[The task]
When you transcribe the entries below, keep the wording exact and omit the pictures.

[Task input]
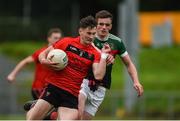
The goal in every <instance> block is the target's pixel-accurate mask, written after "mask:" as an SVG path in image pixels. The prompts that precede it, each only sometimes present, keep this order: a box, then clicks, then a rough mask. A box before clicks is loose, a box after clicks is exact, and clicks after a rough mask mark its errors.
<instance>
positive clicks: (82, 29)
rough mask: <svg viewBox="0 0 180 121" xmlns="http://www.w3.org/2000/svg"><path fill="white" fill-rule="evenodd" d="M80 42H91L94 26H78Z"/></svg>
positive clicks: (95, 31)
mask: <svg viewBox="0 0 180 121" xmlns="http://www.w3.org/2000/svg"><path fill="white" fill-rule="evenodd" d="M79 34H80V39H81V43H82V44H85V45H88V44H91V43H92V42H93V40H94V38H95V34H96V27H94V28H85V29H83V28H80V29H79Z"/></svg>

[Your solution]
The goal in every <instance> block is the target's pixel-accurate mask, written after "mask:" as an SVG path in image pixels. The prompts that precede it, each only sometimes present, keep this order: a box, then clicks, then a rough mask. A box before clicks is loose, a box after clicks is exact, and clicks after a rough mask mark its errors.
<instance>
positive clicks: (82, 29)
rough mask: <svg viewBox="0 0 180 121" xmlns="http://www.w3.org/2000/svg"><path fill="white" fill-rule="evenodd" d="M80 42H91L94 26H78Z"/></svg>
positive clicks: (95, 31)
mask: <svg viewBox="0 0 180 121" xmlns="http://www.w3.org/2000/svg"><path fill="white" fill-rule="evenodd" d="M79 34H80V39H81V43H82V44H85V45H88V44H91V43H92V42H93V40H94V38H95V34H96V27H94V28H85V29H83V28H80V29H79Z"/></svg>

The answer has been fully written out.